WORKING DATA =>
----------------

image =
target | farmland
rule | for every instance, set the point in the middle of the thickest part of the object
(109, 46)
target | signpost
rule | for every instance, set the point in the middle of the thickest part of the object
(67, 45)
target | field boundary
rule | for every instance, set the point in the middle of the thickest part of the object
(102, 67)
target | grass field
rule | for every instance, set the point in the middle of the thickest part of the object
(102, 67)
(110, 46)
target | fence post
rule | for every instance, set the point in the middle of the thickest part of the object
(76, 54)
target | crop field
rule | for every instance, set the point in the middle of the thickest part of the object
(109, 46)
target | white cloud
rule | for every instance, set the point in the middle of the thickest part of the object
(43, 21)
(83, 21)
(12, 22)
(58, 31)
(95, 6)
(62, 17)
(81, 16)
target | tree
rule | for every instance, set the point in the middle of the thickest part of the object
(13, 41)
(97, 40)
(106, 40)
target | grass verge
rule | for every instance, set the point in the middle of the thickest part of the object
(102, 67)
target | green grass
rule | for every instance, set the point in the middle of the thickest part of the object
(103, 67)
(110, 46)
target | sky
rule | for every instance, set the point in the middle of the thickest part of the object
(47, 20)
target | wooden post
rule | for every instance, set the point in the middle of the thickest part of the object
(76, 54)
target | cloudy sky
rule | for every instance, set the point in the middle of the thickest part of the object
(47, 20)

----------------

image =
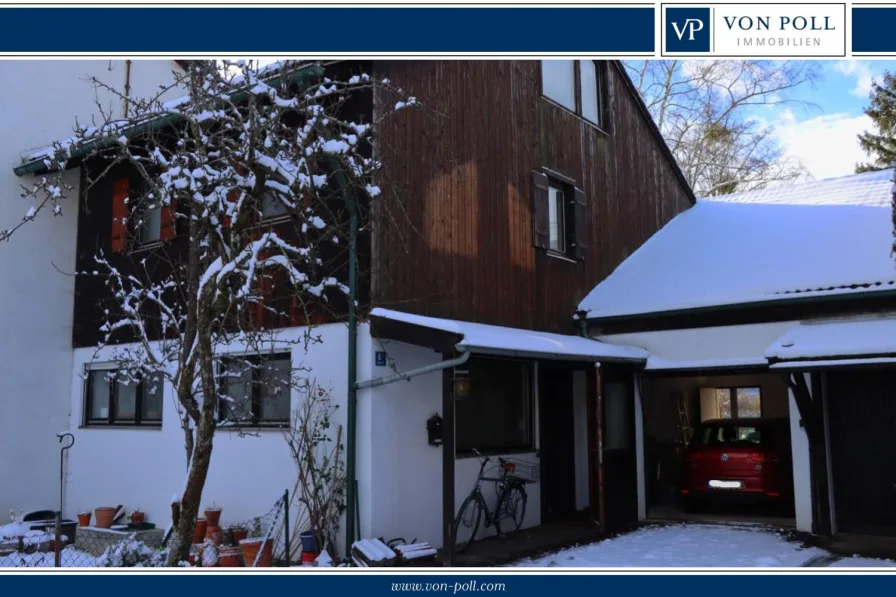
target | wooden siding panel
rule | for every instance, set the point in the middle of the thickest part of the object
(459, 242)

----------------

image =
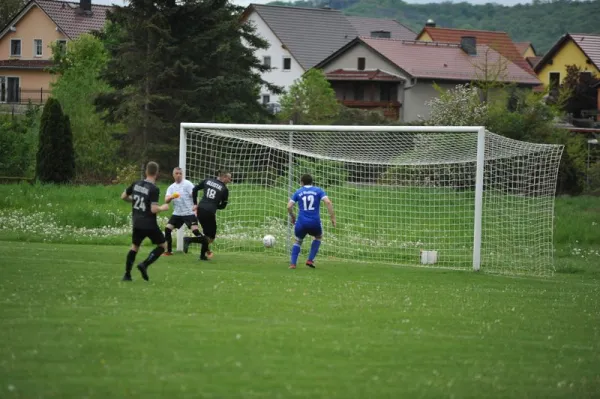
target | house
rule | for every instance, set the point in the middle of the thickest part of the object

----------------

Pick out every line in the data above that contains the word "field". Case counts.

target | field boundary
target | grass field
target | crop field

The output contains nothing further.